— Start Record list —
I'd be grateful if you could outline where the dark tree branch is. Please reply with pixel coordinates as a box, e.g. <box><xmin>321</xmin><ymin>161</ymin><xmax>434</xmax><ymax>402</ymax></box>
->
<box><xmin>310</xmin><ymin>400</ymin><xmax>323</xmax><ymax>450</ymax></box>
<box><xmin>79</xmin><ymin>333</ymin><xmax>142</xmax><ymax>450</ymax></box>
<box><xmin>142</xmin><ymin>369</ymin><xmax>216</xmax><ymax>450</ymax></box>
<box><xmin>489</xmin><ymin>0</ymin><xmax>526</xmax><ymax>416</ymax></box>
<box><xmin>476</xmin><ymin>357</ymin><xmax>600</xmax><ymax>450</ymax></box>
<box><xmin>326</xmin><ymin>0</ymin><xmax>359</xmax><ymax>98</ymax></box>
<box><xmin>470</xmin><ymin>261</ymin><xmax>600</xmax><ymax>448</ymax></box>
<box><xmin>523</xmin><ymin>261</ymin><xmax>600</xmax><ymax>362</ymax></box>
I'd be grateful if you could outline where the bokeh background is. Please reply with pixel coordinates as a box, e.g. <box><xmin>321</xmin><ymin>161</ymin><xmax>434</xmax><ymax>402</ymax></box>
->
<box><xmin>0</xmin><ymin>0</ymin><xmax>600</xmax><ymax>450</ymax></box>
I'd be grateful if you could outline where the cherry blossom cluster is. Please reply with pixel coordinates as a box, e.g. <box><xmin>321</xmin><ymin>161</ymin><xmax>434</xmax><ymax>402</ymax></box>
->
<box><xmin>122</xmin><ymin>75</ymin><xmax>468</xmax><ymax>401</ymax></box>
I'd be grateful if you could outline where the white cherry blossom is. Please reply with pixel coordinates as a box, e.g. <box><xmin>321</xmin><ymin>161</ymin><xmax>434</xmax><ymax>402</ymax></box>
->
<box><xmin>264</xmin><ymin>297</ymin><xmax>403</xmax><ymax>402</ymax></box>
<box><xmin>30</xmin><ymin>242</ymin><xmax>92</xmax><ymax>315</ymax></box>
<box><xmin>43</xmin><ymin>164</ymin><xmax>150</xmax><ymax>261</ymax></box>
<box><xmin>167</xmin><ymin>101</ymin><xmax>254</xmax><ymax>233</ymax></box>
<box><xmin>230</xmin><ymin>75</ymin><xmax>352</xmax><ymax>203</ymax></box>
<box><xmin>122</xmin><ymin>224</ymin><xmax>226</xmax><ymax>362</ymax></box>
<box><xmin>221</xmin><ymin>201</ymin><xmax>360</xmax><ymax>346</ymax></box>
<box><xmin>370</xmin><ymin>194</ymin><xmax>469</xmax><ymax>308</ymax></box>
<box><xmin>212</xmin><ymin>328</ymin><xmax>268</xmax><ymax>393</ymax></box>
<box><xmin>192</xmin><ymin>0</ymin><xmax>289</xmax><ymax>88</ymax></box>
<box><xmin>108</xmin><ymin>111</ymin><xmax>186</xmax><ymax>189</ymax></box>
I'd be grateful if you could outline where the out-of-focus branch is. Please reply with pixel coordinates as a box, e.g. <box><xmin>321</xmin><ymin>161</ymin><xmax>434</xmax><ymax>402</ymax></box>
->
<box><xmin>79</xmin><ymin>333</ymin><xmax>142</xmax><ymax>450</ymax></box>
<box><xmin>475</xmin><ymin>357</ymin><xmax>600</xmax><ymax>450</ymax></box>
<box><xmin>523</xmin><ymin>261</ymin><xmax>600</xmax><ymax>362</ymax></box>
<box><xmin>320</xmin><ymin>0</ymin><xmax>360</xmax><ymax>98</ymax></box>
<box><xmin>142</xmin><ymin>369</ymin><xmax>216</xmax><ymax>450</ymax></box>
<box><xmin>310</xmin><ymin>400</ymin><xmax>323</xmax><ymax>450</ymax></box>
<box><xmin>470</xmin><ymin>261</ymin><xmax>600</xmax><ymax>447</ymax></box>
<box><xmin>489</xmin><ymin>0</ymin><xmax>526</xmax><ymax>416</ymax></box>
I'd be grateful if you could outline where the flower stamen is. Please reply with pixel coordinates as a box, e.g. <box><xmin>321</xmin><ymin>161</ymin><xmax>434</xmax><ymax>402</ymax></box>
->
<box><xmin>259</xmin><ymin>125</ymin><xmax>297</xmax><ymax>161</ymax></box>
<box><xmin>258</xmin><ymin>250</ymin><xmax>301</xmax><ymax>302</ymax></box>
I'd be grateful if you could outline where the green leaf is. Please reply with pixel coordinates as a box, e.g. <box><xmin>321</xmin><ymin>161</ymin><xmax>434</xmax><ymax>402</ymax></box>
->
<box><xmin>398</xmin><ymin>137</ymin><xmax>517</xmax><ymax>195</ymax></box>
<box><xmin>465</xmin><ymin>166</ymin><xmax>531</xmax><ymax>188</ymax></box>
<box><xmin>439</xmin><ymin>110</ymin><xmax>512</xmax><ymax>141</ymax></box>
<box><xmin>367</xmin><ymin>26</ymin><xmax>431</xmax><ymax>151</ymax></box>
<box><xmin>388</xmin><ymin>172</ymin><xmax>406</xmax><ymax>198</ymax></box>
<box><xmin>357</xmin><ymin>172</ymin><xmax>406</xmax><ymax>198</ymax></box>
— End Record list —
> _Description of the task_
Please swap "outline" for "locate" throughout the items above and write them out again, with nothing else changed.

> _Problem solution_
I'd be grateful if you could locate where the dark tree branch is. Please reply with pixel coordinates as a box, e.g. <box><xmin>321</xmin><ymin>161</ymin><xmax>434</xmax><ymax>402</ymax></box>
->
<box><xmin>310</xmin><ymin>400</ymin><xmax>323</xmax><ymax>450</ymax></box>
<box><xmin>79</xmin><ymin>333</ymin><xmax>142</xmax><ymax>450</ymax></box>
<box><xmin>142</xmin><ymin>369</ymin><xmax>216</xmax><ymax>450</ymax></box>
<box><xmin>489</xmin><ymin>0</ymin><xmax>526</xmax><ymax>416</ymax></box>
<box><xmin>476</xmin><ymin>357</ymin><xmax>600</xmax><ymax>450</ymax></box>
<box><xmin>326</xmin><ymin>0</ymin><xmax>359</xmax><ymax>98</ymax></box>
<box><xmin>470</xmin><ymin>261</ymin><xmax>600</xmax><ymax>448</ymax></box>
<box><xmin>523</xmin><ymin>261</ymin><xmax>600</xmax><ymax>362</ymax></box>
I'd be grateful if you could locate where the bokeh background is. Please reply with pixel coordinates as a box, e.g. <box><xmin>321</xmin><ymin>161</ymin><xmax>434</xmax><ymax>402</ymax></box>
->
<box><xmin>0</xmin><ymin>0</ymin><xmax>600</xmax><ymax>450</ymax></box>
I'd be grateful if you could locate where the cherry blossom cluster is. Please reply with pixel coordinates as a box, e.g. <box><xmin>321</xmin><ymin>161</ymin><xmax>434</xmax><ymax>402</ymax></box>
->
<box><xmin>122</xmin><ymin>75</ymin><xmax>468</xmax><ymax>401</ymax></box>
I'd be grateful if you could locate where the white cherry blossom is. Please reply with pixel coordinates as a box, e.g. <box><xmin>321</xmin><ymin>161</ymin><xmax>434</xmax><ymax>402</ymax></box>
->
<box><xmin>264</xmin><ymin>297</ymin><xmax>403</xmax><ymax>402</ymax></box>
<box><xmin>30</xmin><ymin>242</ymin><xmax>92</xmax><ymax>315</ymax></box>
<box><xmin>43</xmin><ymin>164</ymin><xmax>150</xmax><ymax>261</ymax></box>
<box><xmin>167</xmin><ymin>101</ymin><xmax>254</xmax><ymax>233</ymax></box>
<box><xmin>230</xmin><ymin>75</ymin><xmax>352</xmax><ymax>203</ymax></box>
<box><xmin>122</xmin><ymin>224</ymin><xmax>226</xmax><ymax>362</ymax></box>
<box><xmin>221</xmin><ymin>201</ymin><xmax>360</xmax><ymax>346</ymax></box>
<box><xmin>370</xmin><ymin>194</ymin><xmax>469</xmax><ymax>308</ymax></box>
<box><xmin>212</xmin><ymin>328</ymin><xmax>268</xmax><ymax>393</ymax></box>
<box><xmin>192</xmin><ymin>0</ymin><xmax>289</xmax><ymax>88</ymax></box>
<box><xmin>108</xmin><ymin>111</ymin><xmax>186</xmax><ymax>189</ymax></box>
I'd be grateful if you could locate where the out-of-focus branch is. Please reply with pixel coordinates as a box, e.g. <box><xmin>321</xmin><ymin>161</ymin><xmax>434</xmax><ymax>402</ymax></box>
->
<box><xmin>79</xmin><ymin>333</ymin><xmax>142</xmax><ymax>450</ymax></box>
<box><xmin>475</xmin><ymin>357</ymin><xmax>600</xmax><ymax>450</ymax></box>
<box><xmin>523</xmin><ymin>261</ymin><xmax>600</xmax><ymax>362</ymax></box>
<box><xmin>320</xmin><ymin>0</ymin><xmax>360</xmax><ymax>98</ymax></box>
<box><xmin>142</xmin><ymin>369</ymin><xmax>216</xmax><ymax>450</ymax></box>
<box><xmin>310</xmin><ymin>400</ymin><xmax>323</xmax><ymax>450</ymax></box>
<box><xmin>470</xmin><ymin>261</ymin><xmax>600</xmax><ymax>447</ymax></box>
<box><xmin>489</xmin><ymin>0</ymin><xmax>526</xmax><ymax>416</ymax></box>
I'd be grateful if you could locate where the flower stamen is. Please reply with pixel coordinates as a box, e.g. <box><xmin>321</xmin><ymin>161</ymin><xmax>434</xmax><ymax>402</ymax></box>
->
<box><xmin>259</xmin><ymin>125</ymin><xmax>297</xmax><ymax>161</ymax></box>
<box><xmin>258</xmin><ymin>250</ymin><xmax>301</xmax><ymax>302</ymax></box>
I'd be grateful if you could locate where the green leaf is. Please reply with pixel coordinates as a box, e.g. <box><xmin>321</xmin><ymin>161</ymin><xmax>434</xmax><ymax>402</ymax></box>
->
<box><xmin>398</xmin><ymin>137</ymin><xmax>517</xmax><ymax>195</ymax></box>
<box><xmin>465</xmin><ymin>166</ymin><xmax>531</xmax><ymax>188</ymax></box>
<box><xmin>439</xmin><ymin>110</ymin><xmax>512</xmax><ymax>141</ymax></box>
<box><xmin>367</xmin><ymin>26</ymin><xmax>431</xmax><ymax>151</ymax></box>
<box><xmin>388</xmin><ymin>172</ymin><xmax>406</xmax><ymax>198</ymax></box>
<box><xmin>357</xmin><ymin>172</ymin><xmax>406</xmax><ymax>198</ymax></box>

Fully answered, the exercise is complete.